### Document excerpt ###

Configuring Hosts

Introduction

Configuration files are used to configure target codes on local and remote hosts. It is also used to set access credentials to remote hosts, as well as some basic defaults for cluster environments.

The system first processes the target_modes.cfg file, located in the rapyds root directory, then any file passed via the config_file parameter or –config-file command line argument. The latter file then overrides or extends values defined in the former. It is therefore recommended not to modify the system target_modes.cfg directly, but rather create a number of additional configuration file(s) for all hosts you intend to run codes on.

Configuration file syntax

Configuration file input uses the standard cfg or (ini on Windows) syntax:

  • Section headers are enclosed in square brackets:

    [SECTION]

  • Parameters in a section are set using keyword value pairs, separated by a colon or equal sign:

    key1 : value1
key2 = value2

  • Comments can be inserted anywhere using the hash ‘#’ character

Host configuration

A remote host is configured under the [HOST] section, and accepts the following parameters:

name

: string

Host name. Either a fully qualified domain name, or ip address. This parameter is required.

username

: string

Username on host machine. Optional, the system will prompt for it when required.

password

: string

User password. Optional, the system will prompt for it when required.

directory

: string

Base working directory on the host machine. Defaults to the user’s home directory on the host.

protocol

: options

Defines how jobs are executed on the host. Available options are:

  • SSH for basic remote execution,

  • SSH_Batch for detached remote execution, and

  • PBS or PBS_pro for clusters running a portable batch system.

Note

In normal SSH mode, your local terminal wil have ownership of the remote task, and closing it will stop execution. To avoid this, use the SSH_Batch mode instead.

If protocol is PBS or PBS_pro the following parameters can also be set:

queue

: string

The default queue jobs will be submitted on. Will use the default queue configured on the cluster if not set.

project

: string

Project name from which resources should be assigned. Passed via the -P switch in the job submission script.

hook

: string

Command that will be added to any submission script. Useful for setting environment variables or sourcing modules.

spool

: directory

 = '/var/spool/PBS/spool'

Directory were output is spooled. Required for correct functioning of the remote peek mode. Contact the system administrator if you are not sure what this path is.

### Provided records ###

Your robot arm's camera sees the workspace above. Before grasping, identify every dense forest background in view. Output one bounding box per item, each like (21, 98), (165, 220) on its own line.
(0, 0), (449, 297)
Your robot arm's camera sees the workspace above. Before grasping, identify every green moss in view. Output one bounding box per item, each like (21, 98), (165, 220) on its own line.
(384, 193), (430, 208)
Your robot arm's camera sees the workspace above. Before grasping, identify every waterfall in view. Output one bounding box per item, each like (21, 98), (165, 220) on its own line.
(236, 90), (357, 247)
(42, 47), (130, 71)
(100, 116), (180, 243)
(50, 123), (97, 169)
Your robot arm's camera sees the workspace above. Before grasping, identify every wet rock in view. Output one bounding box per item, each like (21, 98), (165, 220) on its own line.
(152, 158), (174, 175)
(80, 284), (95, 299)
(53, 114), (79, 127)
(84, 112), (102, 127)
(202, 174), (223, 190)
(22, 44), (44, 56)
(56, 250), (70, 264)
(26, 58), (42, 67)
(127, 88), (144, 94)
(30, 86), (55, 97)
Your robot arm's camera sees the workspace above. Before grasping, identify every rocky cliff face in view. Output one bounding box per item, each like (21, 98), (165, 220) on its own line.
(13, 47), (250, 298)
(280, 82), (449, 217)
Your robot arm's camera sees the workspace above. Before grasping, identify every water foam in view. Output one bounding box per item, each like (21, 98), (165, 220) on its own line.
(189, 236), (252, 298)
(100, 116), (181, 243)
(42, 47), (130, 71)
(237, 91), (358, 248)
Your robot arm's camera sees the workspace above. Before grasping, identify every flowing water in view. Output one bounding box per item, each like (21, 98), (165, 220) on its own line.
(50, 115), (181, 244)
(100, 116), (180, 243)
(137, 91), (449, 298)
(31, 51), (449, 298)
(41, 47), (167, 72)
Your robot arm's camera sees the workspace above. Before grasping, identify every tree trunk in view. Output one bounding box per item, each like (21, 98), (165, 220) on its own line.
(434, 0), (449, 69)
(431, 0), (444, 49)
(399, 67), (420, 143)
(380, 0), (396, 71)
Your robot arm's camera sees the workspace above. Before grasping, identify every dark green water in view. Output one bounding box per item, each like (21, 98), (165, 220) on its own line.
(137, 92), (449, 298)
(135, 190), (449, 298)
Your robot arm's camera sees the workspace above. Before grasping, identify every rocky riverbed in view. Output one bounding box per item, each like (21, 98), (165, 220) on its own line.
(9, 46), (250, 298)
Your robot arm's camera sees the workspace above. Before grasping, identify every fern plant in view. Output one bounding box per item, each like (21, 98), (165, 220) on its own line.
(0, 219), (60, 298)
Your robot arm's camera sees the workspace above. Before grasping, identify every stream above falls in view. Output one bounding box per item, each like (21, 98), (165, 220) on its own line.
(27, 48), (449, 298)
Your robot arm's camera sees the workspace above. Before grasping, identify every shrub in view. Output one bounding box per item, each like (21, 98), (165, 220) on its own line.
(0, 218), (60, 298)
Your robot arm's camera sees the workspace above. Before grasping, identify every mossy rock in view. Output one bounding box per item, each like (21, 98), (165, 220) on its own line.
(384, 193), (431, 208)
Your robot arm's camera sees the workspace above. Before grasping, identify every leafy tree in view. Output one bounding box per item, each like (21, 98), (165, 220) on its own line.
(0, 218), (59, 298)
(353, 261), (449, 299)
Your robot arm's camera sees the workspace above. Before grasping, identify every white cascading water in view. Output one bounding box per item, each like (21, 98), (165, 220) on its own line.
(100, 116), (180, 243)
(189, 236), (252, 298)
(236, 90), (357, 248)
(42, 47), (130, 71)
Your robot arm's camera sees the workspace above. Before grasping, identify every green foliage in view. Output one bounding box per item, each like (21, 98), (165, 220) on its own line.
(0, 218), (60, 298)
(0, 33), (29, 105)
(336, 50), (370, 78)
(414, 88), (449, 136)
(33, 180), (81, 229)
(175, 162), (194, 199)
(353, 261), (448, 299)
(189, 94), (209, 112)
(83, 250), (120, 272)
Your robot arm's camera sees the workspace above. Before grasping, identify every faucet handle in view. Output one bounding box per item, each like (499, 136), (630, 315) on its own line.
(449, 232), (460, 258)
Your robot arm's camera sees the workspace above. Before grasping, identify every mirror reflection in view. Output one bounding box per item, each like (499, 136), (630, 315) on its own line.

###

What you need to do »
a. In the host configuration guide, what does the directory parameter default to if it isn't set?
b. Pick up the host configuration guide right after its last sentence and write the next part.

Response list »
a. The user's home directory on the host.

b.
Attention

A configuration file can only have one [HOST] entry!

Simple host configuration example

The following example configures a simple remote host for running jobs via ssh:

[HOST]
name : my.remote.machine
username : joe
protocol : SSH

Example of configuring a remote cluster running a PBS

The following example shows how to configure a remote cluster:

[HOST]
name = hpc.somewhere.net
username = ABC-TGB
password = *8927(k
directory = scratch
protocol = PBS
project = INDY0788
queue = guest
hook = module add mpi/openmpi-1.8.8-gnu

Target mode configuration

Each target code supported by the system needs to have a section in the configuration file, with the section header corresponding to the name with which this mode will be identified, that is, when passed to the target_mode parameter or –target-mode command line flag. The parameters that can be set in the configuration file, are split into:

  1. Parameters that only need to be set once, that is, they do not depend on the execution host. These are usually set within the system target_modes.cfg file.

  2. Parameters that depend on the execution host, for instance, the location of data files and executables. These are set within host specific configuration files, which will inherit the base (static) configurations from target_modes.cfg.

Static target mode configuration

The following table lists the parameters which form the basis of how the system interacts with a target code.

root

: directory

Root path of input templates. Input templates define how the system creates input for the target code. This parameter is required.

manage_own_inventory

: bool

 = False

Flag indicating if the target code has an inventory management system. If False (the default), the system will use its own code independent inventory management for the target mode.

dynamic_banks

: bool

 = True

Flag indicating if the target code can dynamically move banks during an irradiation history. If False, irradiation histories will be broken into pieces with constant bank, with new input files generated at each step where the bank changes. The burnup calculation will then chain these calculations together in order to complete the irradiation history.

state_parameter_maps

Remap unsupported state parameter values to ones supported by the target code. This is only applicable to target codes that have internal cross section models, which does not respond directly to the state perturbation mechanisms.

The entry has the following syntax:

{SP1} <- UP1[sf], UP2[sf], ... ;{SP2} <- UP1[sf], UP2[sf], ...

where:

  • SPi are state parameter values supported by the target code.

  • UPi are state parameter values that are not supported internally by the target code.

  • sf is an optional scaling factor that will be applied to the value when applying the mapping. It is either a scalar value, or dimensioned if SP and UP have different dimensions.

For example:

state_parameter_maps = poison_concentration <- reflector_purity[10.0]

will map reflector_purity to the the soluble poison concentration state parameter poison_concentration. This means that, if reflector_purity state is defined to be \(x\), it will trigger poison_concentration as \(10x\) in the target code.

Note

Only valid state tags are allowed.

Attention

This mapping should also be applied when creating homogenized mixtures.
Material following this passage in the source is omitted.